• Bent Sørensen
  • The Lille Havfrue (2005)
    (Little Mermaid)

  • Edition Wilhelm Hansen Copenhagen (World)
  • 0.2(2obda).0+2Ebcl.2(cbn)/4.2.3.1/2perc/hp/pf/str
  • SA chor
  • Soprano, Tenor
  • 27 min
  • H.C.Andersen/Peter Asmussen

Programme Note

The Little Mermaid text is written by the Danish playwright Peter Asmussen, who also wrote the libretto for my opera Under the Sky (2004). The text is based on the fairytale The Little Mermaid by Hans Christian Andersen and Peter Asmussen only uses Andersen’s words shortened to form a kind of poem telling the story in three movements: The Tempest, The Silence and The Party.

A lot of the words are put into the mouth of the soprano soloist, while other parts of the Mermaid-text are sung by the girls’ choir, who on one hand tell the story and on the other hand play the roles of the little mermaid’s sisters. While the female voices are telling/playing out the little mermaid’s story, a tenor sings quotations from the diary of Hans Christian Andersen, ending with the very last words he wrote in his diary. So in a way the piece points towards the death of both Andersen and the little mermaid.

The music - together with the text - forms a kind of semi-dramatic piece. And the music itself is very much inspired by the headlines: Tempest/Storm, Silence and Party. All the way through the music is soft - even the storm is soft and gentle in the music - trying to find a translation in music of the childlike nature of the fairytale. I think I tried to transform the purity of the girls’ choir’s voices into the orchestral sound.

- Bent Sørensen 2005

Media

Den lille havfrue (The Little Mermaid): I. Stormen (The Storm) (chorus, soprano, tenor)
Den lille havfrue (The Little Mermaid): II. Stilheden (The Silence) (chorus, soprano, tenor)
Den lille havfrue (The Little Mermaid): III. Festen (The Celebration) (chorus, soprano, tenor)

Scores

Score preview

Reviews

”Sørensen’s favored multilayer principle meant that the Danish Radio girls' choir sang, while tonal vocal soloists moved among the cobwebs, with thin straw knees, and sarcastic trombone outbursts.”

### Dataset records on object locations

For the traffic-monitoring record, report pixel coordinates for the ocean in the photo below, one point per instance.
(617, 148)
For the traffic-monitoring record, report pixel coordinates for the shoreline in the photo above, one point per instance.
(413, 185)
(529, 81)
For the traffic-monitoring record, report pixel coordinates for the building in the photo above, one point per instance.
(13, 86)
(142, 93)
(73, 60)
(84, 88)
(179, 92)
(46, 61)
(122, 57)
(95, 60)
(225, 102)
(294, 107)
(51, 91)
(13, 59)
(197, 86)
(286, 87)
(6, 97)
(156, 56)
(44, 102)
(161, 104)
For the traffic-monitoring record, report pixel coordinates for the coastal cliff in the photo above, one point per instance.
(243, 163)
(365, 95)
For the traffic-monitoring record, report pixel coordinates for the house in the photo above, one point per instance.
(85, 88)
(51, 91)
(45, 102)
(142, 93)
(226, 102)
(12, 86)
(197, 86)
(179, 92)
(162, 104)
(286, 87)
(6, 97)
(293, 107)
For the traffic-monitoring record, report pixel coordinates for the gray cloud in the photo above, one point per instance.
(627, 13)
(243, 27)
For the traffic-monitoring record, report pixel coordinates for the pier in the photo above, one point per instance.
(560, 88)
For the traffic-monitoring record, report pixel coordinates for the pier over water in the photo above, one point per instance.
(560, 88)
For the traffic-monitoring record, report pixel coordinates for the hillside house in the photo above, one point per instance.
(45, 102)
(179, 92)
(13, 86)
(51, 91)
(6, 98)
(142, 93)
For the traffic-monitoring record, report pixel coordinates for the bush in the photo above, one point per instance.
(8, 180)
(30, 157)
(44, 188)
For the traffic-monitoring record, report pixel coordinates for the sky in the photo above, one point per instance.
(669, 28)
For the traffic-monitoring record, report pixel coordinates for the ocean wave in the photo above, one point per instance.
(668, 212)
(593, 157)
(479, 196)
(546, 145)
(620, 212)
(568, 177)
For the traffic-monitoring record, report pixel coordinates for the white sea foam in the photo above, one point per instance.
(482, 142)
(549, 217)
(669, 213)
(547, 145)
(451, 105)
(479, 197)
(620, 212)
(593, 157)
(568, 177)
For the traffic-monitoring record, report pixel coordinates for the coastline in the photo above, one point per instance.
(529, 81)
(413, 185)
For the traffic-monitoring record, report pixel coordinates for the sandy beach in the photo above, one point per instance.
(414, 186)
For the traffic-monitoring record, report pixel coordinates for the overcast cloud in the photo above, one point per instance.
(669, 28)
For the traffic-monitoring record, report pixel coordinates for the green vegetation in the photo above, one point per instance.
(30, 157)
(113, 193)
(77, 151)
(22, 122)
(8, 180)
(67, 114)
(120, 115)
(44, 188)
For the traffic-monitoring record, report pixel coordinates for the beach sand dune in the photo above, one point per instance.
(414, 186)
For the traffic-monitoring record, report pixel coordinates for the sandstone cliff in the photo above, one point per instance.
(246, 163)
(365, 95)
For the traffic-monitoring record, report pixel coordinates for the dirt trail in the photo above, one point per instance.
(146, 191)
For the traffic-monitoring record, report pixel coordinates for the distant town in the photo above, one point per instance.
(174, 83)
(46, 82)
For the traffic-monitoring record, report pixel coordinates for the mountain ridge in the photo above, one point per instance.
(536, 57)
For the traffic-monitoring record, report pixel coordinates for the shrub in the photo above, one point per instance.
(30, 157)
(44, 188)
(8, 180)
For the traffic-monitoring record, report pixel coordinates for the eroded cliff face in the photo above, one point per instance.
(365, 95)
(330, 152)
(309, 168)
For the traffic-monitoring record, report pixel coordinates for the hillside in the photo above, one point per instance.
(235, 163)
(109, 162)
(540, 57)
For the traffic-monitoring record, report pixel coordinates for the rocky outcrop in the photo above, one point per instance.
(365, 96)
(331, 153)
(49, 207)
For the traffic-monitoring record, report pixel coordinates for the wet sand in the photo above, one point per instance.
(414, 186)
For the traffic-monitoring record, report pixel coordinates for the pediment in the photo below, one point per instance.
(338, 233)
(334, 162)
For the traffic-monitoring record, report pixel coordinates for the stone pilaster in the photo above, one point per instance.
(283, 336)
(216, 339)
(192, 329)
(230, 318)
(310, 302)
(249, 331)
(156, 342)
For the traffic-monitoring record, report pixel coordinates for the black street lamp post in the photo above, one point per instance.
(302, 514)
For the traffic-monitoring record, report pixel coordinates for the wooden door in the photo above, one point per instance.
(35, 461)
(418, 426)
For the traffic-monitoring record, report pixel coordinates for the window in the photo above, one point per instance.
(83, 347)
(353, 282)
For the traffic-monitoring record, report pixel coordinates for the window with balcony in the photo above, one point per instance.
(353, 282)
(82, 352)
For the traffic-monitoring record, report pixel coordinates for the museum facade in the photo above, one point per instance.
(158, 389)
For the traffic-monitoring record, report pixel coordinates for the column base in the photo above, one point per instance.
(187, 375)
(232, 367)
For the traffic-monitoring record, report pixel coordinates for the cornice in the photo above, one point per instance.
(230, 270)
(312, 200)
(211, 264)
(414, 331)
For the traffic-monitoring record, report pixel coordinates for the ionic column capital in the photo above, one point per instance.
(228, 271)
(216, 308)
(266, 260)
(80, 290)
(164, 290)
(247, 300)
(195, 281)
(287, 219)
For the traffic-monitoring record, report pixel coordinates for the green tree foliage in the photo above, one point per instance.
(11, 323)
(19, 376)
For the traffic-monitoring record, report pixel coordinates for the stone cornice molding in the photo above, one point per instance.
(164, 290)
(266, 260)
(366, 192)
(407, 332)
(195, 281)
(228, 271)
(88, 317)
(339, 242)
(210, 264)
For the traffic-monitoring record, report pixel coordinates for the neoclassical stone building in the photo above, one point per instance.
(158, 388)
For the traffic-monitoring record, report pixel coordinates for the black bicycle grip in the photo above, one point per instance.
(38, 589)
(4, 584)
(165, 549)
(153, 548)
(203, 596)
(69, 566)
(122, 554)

### OBJECTIVES
**a)** According to the Little Mermaid page, what does the tenor sing in the piece?
**b)** List the three movements of the piece as they are named in the Programme Note section of the Little Mermaid page.

### PER-TASK OUTPUTS
**a)** The tenor sings quotations from Hans Christian Andersen's diary, ending with the very last words he wrote in it.

**b)** The Tempest, The Silence, The Party